▶ _Apply what you read_
1) Answer these questions from the column on Trump-mania in Australia:
(a) In what year did Pauline Hanson give her maiden speech?
(b) Whom did John Winston Howard go on to praise?
(c) What words are on the cap Cory Bernardi wears in the images he tweets?
2) Write the next part of the column on Trump-mania in Australia, picking up after its final sentence.

▶ _Excerpt to read_
>>>

Trump-mania overtakes Australia in Turnbull’s bad hair week.

pauline-hanson

 

“My door will always be open” tweets Pauline Hanson, at the first signs of Donald Trump’s surprise victory. Is it an ironic echo of her 1996 maiden speech? “Of course I will be called racist but if I can invite whom I want into my home, then I should have the right to have a say in who comes into my country.”

In 2001, desperate for a boost in the polls, fellow US sycophant, John Winston Howard, stole Hanson’s line: “But we will decide who comes to this country and the circumstances in which they come.” Howard went on to praise Philip Ruddock, who lied that babies were thrown overboard, helping his and subsequent governments demonise asylum-seekers, refugees, people-smugglers and ultimately the UNHCR.

Fifteen years later, immigration still dominates the week’s politics. “We, the United States, have agreed to consider referrals from UNHCR on refugees now residing in Nauru and Papua New Guinea,” declares US Secretary of State John Kerry, Sunday, upstaging the Coalition’s own announcement and our MPs’ frenzied Trump fan clubbing.

Earlier in the week, Ms Hanson is elbowed aside by other MPs with a soft spot for a con-man. Who doesn’t love a misogynistic, sexist, racist thug? Fan boy Cory Bernardi tweets images of himself in a cap saying “make Australia great again”. George Christensen, who begged Hanson not to run a candidate against him last election, says “it shows people want a different style of politics”, while, ever sensitive to the popular will, autocratic Tasmanian Senator Eric Abetz says “people do want to get back into control”; rid of the tyranny of political correctness.

<<<

▶ _Source material_
>>>

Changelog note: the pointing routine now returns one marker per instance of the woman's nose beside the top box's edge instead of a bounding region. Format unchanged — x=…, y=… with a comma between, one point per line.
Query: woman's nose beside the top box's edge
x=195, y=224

<<<

▶ _Answer list_
1)
(a) 1996
(b) Philip Ruddock
(c) "make Australia great again"

2)
Ayatollah Abetz hectors Race Discrimination Commissioner Dr Tim Soutphommasane. How dare he propose that “our society must have strong protections against racial abuse and vilification, while guaranteeing freedom of speech?”   The Commissioner must “consider his position and … reflect on whether his elitist approach to enforcing his world view on people is in line with the expectations of the Australian people whom he should be serving.”

Trumpmania is not just for nutters. A crush of Federal MPs, former PMs and wannabes stage dive into the populist mosh pit of The Donald’s Aussie victory concert. They crowd-surf on the cross-bench molls, trolls and xenophobes partying happily in step already with the Trump trash pop groove.

A bevy of local experts on demagogues and charlatans including John Howard, John Hewson, Paul Keating, Kevin Rudd and Georgina Downer eagerly review The Trump Show for us; peer into the Donald’s crooked looking glass.”

“It’s a huge victory for middle America, Ms Downer writes in deathless IPA prose. It is a rejection of liberal internationalism, political correctness and the progressive politics of urban elites in favour of traditional American values … Trump will lead the US in the right direction.”

“The American people have made a great and momentous choice” says Turnbull. If only someone could tell the American people.

“Fuck Trump” say the placards of demonstrators in a dozen US cities, who clearly are not feeling hugely victorious.  On the streets are scenes of fear and uncertainty; an abdication of leadership. Crowds chant “Not my president!”

Australia is quite safe, we are told, now there’s a crazy, trigger-happy cowboy at the helm of the world’s most powerful nation. Don’t believe everything he says. Now that he is President-elect, his threats and promises will be revealed to be “just campaign devices”. He didn’t mean it or others will keep him in check when he is on the oval office. Relax. The politics of inertia takes care of itself.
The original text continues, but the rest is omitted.